EXCERPT:
Told you that Nook will be first unless you aren't online at same time and you are the only one.


----------



## KlopiTackle (Apr 9, 2011)

I am impatient hate waiting...


----------



## [Nook] (Apr 9, 2011)

Fillfall said:


> Told you that Nook will be first unless you aren't online at same time and you are the only one.


 
STOP IT

You keep disconnecting, and whenever I talk with you it ends.


----------



## Fillfall (Apr 9, 2011)

[Nook] said:


> STOP IT
> 
> You keep disconnecting, and whenever I talk with you it ends.



You to. And Pika keeps connecting with me -.-
Could you invite to a trade?


----------



## [Nook] (Apr 9, 2011)

Fillfall said:


> You to. And Pika keeps connecting with me -.-
> Could you invite to a trade?


 
So that was the cause.


----------



## KlopiTackle (Apr 9, 2011)

....


----------



## Fillfall (Apr 9, 2011)

Nook, talk to me now


----------



## KlopiTackle (Apr 9, 2011)

Resets DSI!


----------



## Fillfall (Apr 9, 2011)

Got to eat now so will trade later


----------



## [Nook] (Apr 9, 2011)

Let's trade later, when you're ready.

I'll let Pika go first.


----------



## KlopiTackle (Apr 9, 2011)

Are you online?


----------



## Fillfall (Apr 9, 2011)

Yes, but will not post here much.


----------



## Slifer Slacker (Apr 9, 2011)

shouldn't this be on TBT Marketplace since it includes buying and selling = i see also why you put it on Gamers Lounge, just a matter of thought..


----------



## KlopiTackle (Apr 9, 2011)

Could you go to wifi room?


----------



## Fillfall (Apr 9, 2011)

I am in the wifi room right now.


----------



## KlopiTackle (Apr 9, 2011)

Going to room...


----------



## [Nook] (Apr 9, 2011)

After you trade with this guy, trade with me.


----------



## Fillfall (Apr 9, 2011)

Just have to migrate some Mews.


----------



## Slifer Slacker (Apr 9, 2011)

Item or Pokemon?:Item 
Friend code: in sig
Which: Light Ball
Amount of each Pokemon or item:1
Amount you owe me:??? tell me ??


----------



## Fillfall (Apr 9, 2011)

Over 9000, I will check if I have one.

Im in the wi-fi room right now.


----------



## easpa (Apr 9, 2011)

Item or Pokemon?: Pokemon.
Friend code: 4684 7656 5534.

ACTIONS TO TAKE:
• A. Answer these questions about the forum thread:
(i) Which item does Slifer Slacker request?
(ii) On which board does Slifer Slacker suggest the thread should be?
(iii) What does Fillfall say still has to be migrated?
• B. Update the forum thread from "Item or Pokemon?:Item" to "I have one.", replacing "Light Ball" with "Thunder Stone".
• C. Continue the forum thread about Pokemon trading from the point where it ends.

Object location annotation data:
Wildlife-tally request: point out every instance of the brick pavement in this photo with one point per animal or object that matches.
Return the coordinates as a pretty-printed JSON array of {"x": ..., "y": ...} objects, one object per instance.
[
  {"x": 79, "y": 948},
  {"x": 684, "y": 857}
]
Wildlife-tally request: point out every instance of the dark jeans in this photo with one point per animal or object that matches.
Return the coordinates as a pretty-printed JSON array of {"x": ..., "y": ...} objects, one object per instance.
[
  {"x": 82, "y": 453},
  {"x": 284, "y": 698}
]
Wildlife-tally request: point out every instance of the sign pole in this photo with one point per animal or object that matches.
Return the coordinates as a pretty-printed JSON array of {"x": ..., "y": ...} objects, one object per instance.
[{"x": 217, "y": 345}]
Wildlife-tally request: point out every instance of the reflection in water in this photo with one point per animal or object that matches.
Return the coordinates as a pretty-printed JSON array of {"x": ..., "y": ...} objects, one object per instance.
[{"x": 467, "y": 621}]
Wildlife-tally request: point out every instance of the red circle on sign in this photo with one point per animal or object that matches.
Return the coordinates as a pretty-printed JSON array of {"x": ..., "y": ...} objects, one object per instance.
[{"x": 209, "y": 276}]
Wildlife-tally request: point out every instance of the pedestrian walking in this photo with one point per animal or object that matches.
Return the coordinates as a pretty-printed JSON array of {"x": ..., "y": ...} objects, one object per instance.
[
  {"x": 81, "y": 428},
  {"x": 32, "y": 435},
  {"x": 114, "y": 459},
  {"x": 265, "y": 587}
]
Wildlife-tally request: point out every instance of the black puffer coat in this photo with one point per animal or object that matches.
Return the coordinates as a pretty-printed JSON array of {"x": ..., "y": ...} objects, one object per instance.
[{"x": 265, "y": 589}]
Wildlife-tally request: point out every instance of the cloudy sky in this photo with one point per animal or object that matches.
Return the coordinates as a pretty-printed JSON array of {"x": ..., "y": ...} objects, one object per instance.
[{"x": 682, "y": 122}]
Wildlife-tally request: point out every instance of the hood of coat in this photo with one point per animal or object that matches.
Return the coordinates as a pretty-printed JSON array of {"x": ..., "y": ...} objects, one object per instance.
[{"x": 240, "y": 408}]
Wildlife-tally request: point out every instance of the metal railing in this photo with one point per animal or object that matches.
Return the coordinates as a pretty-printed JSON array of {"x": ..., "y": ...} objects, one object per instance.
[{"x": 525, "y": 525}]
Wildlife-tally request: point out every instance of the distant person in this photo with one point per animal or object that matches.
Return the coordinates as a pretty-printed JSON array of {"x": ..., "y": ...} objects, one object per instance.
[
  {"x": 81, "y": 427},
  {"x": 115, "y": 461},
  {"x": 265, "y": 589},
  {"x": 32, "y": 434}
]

ANSWERS GIVEN:
• A.
(i) A Light Ball.
(ii) TBT Marketplace.
(iii) Some Mews.

• B.
Item or Pokemon?:Item 
Friend code: in sig
Which: Thunder Stone
Amount of each Pokemon or item:1
Amount you owe me:??? tell me ??


----------



## Fillfall (Apr 9, 2011)

Over 9000, I will check if I have one.

• C.
Which: Jirachi and Celebi.
Amount of each Pokemon or item: One.
Amount you owe me: 650 Bells.


----------



## [Nook] (Apr 9, 2011)

Trade now?


----------



## Slifer Slacker (Apr 9, 2011)

Fillfall said:


> Over 9000, I will check if I have one.
> 
> Im in the wi-fi room right now.


 
just tell me if you have one, if so reserve it till tomorrow.
my fc is in my sig and how many bells?


----------



## easpa (Apr 9, 2011)

Could we trade some other time?


----------



## Fillfall (Apr 9, 2011)

It's okay pachireecko and over 9000 you can have it for 100 TBT bells.
Also I will clone my last Celebis in GEN IV legally to be able to trade more.


----------



## [Nook] (Apr 9, 2011)

Now trade?


----------



## Fillfall (Apr 9, 2011)

Ok. Also the Celebi will not be able to meet Zorua, but I may give you 50 TBT bells off at one.


----------



## [Nook] (Apr 9, 2011)

Remember, I may give you any of my mons for yours, I have paid.


----------



## Slifer Slacker (Apr 9, 2011)

@FillFall, i'm paying you now, i can go online tomorrow at let's say 3:00pm British Time? just reply on here if that's ok and i'll just trade a simple pokemon for ur simple pokemon with the light ball.


----------



## Fillfall (Apr 9, 2011)

May it be a little bit earlier?


----------



## Slifer Slacker (Apr 9, 2011)

Fillfall said:


> May it be a little bit earlier?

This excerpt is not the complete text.